(Extract provided Opens)
Chasan’s team has provided the league with the King-Devick Test, a reading assessment tool that they’ve taught the coaches to use. Essentially, the King-Devick tool allows the coaches to compare a player’s typical brain function – as each player is baseline-tested before the season – with the player’s function directly after a suspected concussion.
Although a Dynavision D2 can technically function in the absence of a baseline test according to Chasan, he explained that not having a baseline test delays the recovery process “because you have to wait to establish change to know if their (perceived) improvement reflects improvement” or if it’s merely a result of their actual brain function.
By the end of October, the new protocol brought in two players who were suspected of a concussion. One was indeed diagnosed with a concussion; the other was not.
“In both cases, the player was appropriately removed from the field of play as a consequence of the work that we had done, so we might have saved that child from a devastating injury,” said Chasan.
Concussion management has come a long way in recent years. When Chasan’s clinc, the Sports Reaction Center, first began treating concussions six years ago, the SCAT (Sideline Concussion Assessment Tool) 2 was used, and that’s it.
Now, the clinic employs a broad range of tools, including Dynavision’s D2 (reaction time and cognitive measurement), ImPACT testing (neurocognitive scanning) and gate imprints (gate function). Last but certainly not least, the clinic also “use(s) a strategy that was developed by the trainers who work for the Chicago Blackhawks to do some high-intensity testing before we return a player to play.”
(Extract provided Closes)
* **Directions**
1) Decide whether each statement agrees with the concussion passage. Answer yes or no, and quote the deciding words. (a) Each player is tested for a baseline before the season. (b) Both players brought in by the new protocol were diagnosed with a concussion. (c) The Sports Reaction Center began treating concussions six years ago.
2) According to the concussion passage, who developed the strategy the clinic uses for high-intensity testing before returning a player to play?
3) List the tools that the concussion passage names after the words "a broad range of tools, including".
The listing has no role in this work.
(Provided material Opens)
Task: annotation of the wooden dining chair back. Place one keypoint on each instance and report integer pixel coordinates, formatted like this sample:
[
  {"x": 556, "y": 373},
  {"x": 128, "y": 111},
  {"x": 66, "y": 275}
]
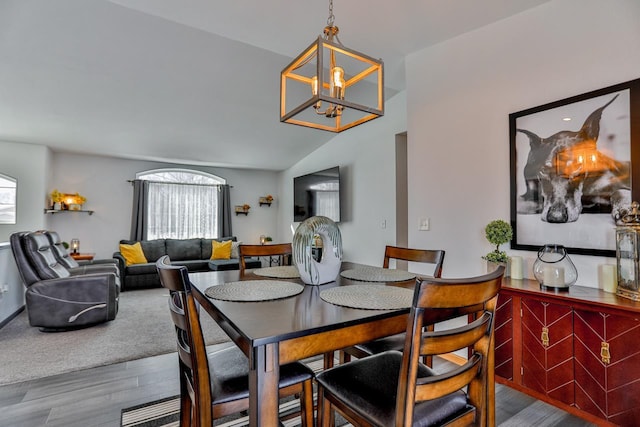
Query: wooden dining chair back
[
  {"x": 394, "y": 389},
  {"x": 278, "y": 249},
  {"x": 427, "y": 256},
  {"x": 216, "y": 385},
  {"x": 395, "y": 342}
]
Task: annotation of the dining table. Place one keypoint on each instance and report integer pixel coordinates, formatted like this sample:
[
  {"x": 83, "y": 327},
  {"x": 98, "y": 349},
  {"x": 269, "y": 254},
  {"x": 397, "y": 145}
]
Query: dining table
[{"x": 279, "y": 328}]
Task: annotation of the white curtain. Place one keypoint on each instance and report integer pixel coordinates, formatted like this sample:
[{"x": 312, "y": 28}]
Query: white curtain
[{"x": 182, "y": 211}]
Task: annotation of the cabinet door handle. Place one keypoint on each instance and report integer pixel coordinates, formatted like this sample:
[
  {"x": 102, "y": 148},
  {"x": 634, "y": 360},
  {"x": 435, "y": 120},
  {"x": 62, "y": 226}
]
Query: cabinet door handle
[
  {"x": 545, "y": 337},
  {"x": 604, "y": 353}
]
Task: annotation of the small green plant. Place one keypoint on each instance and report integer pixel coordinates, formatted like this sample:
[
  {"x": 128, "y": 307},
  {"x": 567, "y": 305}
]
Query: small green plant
[{"x": 497, "y": 233}]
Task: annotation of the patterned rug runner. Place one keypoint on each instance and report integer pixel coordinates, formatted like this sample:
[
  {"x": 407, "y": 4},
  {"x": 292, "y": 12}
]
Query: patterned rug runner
[{"x": 165, "y": 412}]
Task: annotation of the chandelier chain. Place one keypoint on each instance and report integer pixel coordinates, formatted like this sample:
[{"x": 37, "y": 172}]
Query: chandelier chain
[{"x": 331, "y": 17}]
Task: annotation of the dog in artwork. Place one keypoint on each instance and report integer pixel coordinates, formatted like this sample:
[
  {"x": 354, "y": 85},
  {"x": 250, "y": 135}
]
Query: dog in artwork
[{"x": 566, "y": 175}]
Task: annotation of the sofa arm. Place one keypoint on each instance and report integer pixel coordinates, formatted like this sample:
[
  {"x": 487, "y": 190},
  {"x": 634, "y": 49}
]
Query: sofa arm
[
  {"x": 117, "y": 256},
  {"x": 98, "y": 261}
]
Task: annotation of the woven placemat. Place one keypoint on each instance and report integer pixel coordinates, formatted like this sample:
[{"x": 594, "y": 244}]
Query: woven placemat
[
  {"x": 281, "y": 272},
  {"x": 377, "y": 274},
  {"x": 254, "y": 290},
  {"x": 369, "y": 297}
]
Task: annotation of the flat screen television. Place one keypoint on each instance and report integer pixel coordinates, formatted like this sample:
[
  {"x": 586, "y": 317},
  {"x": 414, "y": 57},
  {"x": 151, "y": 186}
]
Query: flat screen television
[{"x": 317, "y": 194}]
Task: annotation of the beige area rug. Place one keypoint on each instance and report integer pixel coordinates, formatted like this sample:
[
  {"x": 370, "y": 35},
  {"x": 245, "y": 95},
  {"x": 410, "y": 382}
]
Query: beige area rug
[{"x": 142, "y": 328}]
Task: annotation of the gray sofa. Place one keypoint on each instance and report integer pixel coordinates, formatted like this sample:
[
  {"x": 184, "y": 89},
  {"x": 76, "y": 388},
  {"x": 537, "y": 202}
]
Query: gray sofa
[{"x": 195, "y": 254}]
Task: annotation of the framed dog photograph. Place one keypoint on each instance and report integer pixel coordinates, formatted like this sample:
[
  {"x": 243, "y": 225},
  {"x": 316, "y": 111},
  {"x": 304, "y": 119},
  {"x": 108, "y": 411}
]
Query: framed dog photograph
[{"x": 575, "y": 168}]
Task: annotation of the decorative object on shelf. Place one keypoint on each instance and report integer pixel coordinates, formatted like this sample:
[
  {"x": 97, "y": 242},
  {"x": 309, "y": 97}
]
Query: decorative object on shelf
[
  {"x": 56, "y": 199},
  {"x": 267, "y": 200},
  {"x": 326, "y": 270},
  {"x": 607, "y": 278},
  {"x": 553, "y": 268},
  {"x": 309, "y": 81},
  {"x": 627, "y": 254},
  {"x": 54, "y": 211},
  {"x": 515, "y": 267},
  {"x": 243, "y": 209},
  {"x": 497, "y": 233},
  {"x": 74, "y": 202},
  {"x": 75, "y": 246}
]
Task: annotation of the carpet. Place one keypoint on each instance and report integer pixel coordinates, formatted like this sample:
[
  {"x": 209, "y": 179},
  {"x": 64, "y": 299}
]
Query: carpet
[
  {"x": 166, "y": 412},
  {"x": 142, "y": 328}
]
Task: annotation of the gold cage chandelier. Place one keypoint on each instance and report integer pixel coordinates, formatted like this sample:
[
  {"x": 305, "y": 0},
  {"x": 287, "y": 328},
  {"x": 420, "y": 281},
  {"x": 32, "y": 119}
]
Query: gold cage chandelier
[{"x": 330, "y": 86}]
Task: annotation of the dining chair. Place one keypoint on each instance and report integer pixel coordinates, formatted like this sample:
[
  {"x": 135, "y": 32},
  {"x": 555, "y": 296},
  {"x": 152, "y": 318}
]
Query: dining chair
[
  {"x": 216, "y": 385},
  {"x": 278, "y": 249},
  {"x": 396, "y": 342},
  {"x": 394, "y": 389}
]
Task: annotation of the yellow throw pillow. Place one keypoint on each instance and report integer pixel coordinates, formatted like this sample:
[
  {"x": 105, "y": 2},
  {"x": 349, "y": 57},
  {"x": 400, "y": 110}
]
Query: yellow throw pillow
[
  {"x": 221, "y": 250},
  {"x": 133, "y": 254}
]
(Provided material Closes)
* **Answers below**
1)
(a) Yes: "as each player is baseline-tested before the season"
(b) No: "One was indeed diagnosed with a concussion; the other was not."
(c) Yes: "first began treating concussions six years ago"

2) The trainers who work for the Chicago Blackhawks.

3) Dynavision's D2, ImPACT testing, gate imprints